Saved data entries:
────────────────────

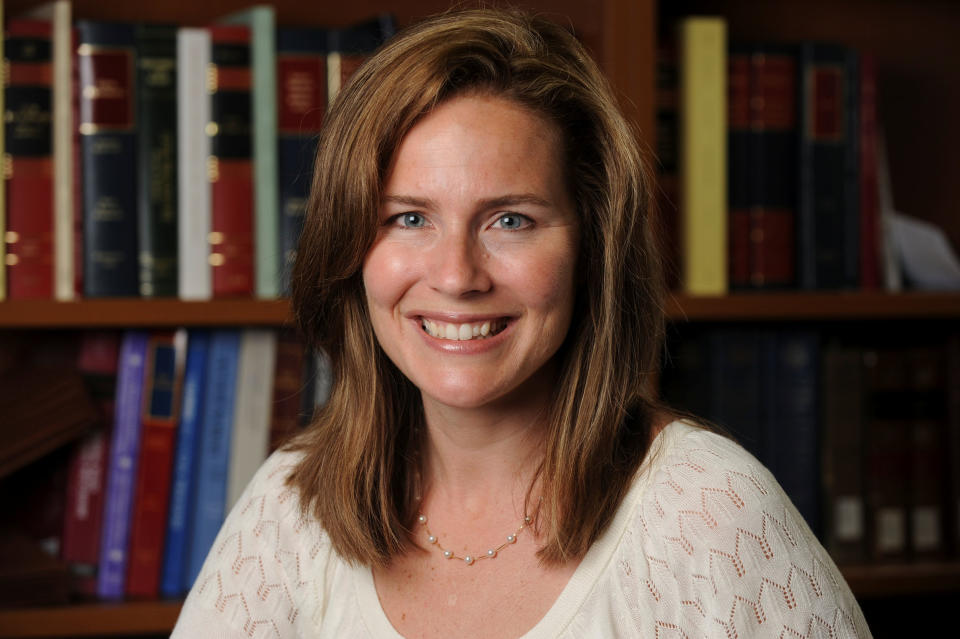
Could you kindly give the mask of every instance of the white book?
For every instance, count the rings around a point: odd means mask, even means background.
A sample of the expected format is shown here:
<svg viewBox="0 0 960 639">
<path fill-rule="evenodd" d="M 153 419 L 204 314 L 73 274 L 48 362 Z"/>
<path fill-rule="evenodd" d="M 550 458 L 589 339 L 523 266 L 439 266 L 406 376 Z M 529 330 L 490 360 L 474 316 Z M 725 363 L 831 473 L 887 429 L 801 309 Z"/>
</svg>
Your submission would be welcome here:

────────────────────

EXERCISE AIM: Verbatim output of the entries is required, with each image left out.

PROBLEM SOLUTION:
Could you kindly give the mask of every instance of the white book?
For every instance, count the rings around a point: odd means mask, even means background.
A sample of the expected format is shown here:
<svg viewBox="0 0 960 639">
<path fill-rule="evenodd" d="M 153 419 L 204 314 L 73 274 L 48 362 Z"/>
<path fill-rule="evenodd" d="M 550 458 L 589 339 L 523 266 L 439 266 L 406 376 Z M 529 330 L 490 360 L 474 316 Z M 725 363 L 831 473 L 887 429 L 801 309 Z"/>
</svg>
Your submission would be welcome here:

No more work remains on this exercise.